[Point annotation records]
----------------------------------------

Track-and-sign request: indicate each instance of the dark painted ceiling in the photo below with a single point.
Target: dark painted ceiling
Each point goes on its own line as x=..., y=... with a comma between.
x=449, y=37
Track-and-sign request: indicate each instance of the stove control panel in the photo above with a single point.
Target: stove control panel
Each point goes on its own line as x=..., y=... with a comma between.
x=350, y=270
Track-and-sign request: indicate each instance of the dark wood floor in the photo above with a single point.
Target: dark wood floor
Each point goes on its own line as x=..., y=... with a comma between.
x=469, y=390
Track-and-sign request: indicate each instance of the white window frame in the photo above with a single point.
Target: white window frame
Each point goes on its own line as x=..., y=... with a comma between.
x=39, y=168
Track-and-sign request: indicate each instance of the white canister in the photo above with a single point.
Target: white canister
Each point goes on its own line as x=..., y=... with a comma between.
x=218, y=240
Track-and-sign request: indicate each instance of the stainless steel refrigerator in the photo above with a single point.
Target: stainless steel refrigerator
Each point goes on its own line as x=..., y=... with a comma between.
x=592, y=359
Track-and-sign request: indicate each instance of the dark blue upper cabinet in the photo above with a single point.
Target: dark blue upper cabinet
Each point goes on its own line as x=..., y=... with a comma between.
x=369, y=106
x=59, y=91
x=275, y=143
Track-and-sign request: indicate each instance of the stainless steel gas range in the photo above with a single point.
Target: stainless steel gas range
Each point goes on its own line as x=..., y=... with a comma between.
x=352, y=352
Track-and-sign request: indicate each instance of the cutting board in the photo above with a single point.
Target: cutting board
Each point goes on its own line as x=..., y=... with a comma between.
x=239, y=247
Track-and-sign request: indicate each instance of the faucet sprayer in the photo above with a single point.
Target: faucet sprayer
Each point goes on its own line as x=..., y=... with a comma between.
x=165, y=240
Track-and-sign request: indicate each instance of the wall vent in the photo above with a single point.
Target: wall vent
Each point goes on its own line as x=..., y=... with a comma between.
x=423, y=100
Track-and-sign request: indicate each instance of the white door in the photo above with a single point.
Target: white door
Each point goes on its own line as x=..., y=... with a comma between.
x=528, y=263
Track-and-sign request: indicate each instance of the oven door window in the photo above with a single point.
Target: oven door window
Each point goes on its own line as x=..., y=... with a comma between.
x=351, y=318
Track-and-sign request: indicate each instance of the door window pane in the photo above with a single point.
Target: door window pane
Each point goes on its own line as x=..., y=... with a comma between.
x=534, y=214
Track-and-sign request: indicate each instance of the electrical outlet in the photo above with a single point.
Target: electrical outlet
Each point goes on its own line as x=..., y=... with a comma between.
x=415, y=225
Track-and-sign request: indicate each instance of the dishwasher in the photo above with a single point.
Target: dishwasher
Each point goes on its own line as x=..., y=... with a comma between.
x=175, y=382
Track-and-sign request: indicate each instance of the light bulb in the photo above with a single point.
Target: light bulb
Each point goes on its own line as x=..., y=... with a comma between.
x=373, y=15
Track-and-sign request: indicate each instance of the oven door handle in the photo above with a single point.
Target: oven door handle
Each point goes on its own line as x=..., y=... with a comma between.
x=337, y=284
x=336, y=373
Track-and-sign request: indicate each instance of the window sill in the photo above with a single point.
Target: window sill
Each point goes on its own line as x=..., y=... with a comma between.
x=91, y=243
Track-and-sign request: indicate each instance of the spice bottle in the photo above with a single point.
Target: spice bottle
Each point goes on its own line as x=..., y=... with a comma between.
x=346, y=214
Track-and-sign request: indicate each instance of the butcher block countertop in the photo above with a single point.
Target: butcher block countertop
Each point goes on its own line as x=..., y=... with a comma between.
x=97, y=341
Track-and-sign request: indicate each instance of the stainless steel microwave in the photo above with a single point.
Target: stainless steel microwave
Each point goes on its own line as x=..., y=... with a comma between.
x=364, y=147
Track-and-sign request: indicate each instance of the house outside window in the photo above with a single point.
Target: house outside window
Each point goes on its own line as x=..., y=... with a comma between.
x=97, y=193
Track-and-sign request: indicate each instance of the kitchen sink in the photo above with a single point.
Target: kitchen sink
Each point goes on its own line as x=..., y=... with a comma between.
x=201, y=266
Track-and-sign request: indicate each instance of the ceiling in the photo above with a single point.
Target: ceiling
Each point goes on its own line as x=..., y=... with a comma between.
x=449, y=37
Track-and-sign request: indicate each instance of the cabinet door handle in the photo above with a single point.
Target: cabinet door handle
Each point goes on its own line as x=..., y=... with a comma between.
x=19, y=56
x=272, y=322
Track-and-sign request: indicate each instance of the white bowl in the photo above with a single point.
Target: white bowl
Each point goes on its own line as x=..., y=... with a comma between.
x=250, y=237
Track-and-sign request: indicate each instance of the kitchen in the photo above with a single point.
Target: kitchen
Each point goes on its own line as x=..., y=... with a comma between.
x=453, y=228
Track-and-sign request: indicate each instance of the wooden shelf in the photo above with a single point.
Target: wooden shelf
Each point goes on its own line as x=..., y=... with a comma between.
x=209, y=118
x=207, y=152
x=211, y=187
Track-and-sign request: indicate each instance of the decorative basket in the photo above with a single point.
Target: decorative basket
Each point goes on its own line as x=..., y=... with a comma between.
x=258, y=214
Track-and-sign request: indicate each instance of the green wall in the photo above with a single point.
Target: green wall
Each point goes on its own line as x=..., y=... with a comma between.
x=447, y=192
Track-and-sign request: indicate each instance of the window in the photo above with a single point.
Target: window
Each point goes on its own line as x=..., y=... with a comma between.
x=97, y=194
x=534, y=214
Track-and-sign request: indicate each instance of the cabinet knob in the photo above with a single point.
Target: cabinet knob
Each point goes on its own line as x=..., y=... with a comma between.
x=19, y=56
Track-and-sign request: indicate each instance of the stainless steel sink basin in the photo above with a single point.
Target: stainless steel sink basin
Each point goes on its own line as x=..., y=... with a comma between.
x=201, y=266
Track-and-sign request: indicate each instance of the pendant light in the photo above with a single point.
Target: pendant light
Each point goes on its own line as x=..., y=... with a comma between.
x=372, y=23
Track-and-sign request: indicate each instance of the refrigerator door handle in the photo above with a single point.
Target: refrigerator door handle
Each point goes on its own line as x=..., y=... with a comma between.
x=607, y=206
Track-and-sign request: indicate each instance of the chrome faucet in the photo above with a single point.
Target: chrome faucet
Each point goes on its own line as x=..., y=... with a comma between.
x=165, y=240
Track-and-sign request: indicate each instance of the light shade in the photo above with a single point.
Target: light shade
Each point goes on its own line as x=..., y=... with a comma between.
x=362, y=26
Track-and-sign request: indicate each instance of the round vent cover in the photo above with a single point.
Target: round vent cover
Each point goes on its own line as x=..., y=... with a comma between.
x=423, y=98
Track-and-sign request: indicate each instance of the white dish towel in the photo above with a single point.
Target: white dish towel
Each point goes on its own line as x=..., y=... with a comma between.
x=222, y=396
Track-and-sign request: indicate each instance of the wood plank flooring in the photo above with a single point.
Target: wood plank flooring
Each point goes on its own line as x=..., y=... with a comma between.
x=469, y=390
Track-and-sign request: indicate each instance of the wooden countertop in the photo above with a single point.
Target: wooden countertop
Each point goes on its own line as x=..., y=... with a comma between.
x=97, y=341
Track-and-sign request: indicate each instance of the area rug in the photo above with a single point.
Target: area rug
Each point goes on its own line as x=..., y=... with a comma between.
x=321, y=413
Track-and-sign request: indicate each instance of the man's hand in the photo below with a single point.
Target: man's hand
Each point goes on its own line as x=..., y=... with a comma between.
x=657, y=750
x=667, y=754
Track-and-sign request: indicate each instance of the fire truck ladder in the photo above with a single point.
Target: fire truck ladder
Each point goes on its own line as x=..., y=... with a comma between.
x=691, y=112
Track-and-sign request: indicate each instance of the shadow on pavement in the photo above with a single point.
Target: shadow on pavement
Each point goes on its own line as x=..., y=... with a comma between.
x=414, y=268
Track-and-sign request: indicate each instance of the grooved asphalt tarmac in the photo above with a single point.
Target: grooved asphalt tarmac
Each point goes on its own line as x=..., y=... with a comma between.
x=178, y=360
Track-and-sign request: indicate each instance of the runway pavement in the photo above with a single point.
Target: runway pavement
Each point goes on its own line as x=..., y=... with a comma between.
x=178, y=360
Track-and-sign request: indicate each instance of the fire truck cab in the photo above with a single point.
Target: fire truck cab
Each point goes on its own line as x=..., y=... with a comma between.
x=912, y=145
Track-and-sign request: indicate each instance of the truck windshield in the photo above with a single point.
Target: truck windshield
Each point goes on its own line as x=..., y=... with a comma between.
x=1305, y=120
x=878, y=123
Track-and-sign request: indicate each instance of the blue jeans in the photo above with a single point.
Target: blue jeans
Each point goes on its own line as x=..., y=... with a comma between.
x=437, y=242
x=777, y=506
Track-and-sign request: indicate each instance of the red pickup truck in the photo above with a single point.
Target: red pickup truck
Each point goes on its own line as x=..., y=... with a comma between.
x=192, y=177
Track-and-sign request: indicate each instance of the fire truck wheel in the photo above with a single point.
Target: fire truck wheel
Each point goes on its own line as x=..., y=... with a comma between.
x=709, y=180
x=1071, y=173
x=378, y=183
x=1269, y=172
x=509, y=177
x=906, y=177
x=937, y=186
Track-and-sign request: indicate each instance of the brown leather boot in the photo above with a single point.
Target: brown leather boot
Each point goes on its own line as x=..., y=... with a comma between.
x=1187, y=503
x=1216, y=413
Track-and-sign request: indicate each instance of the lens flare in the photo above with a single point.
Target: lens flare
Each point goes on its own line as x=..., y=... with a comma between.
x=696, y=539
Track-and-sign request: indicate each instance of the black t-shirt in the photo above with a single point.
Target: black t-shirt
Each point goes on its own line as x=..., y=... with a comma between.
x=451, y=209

----------------------------------------

→ **Aim**:
Echo the lines of the records above, starting from the first line and ending with the line that contains "x=350, y=270", including that line.

→ **Task answer**:
Track-and-sign request: indicate each instance of the dark painted ceiling in the photo below with a single point.
Target: dark painted ceiling
Each point goes on its own line as x=..., y=... with a comma between.
x=449, y=37
Track-and-sign request: indicate each instance of the stove control panel in the photo above with a single point.
Target: stove control panel
Each point goes on its own line as x=..., y=... with a comma between.
x=350, y=270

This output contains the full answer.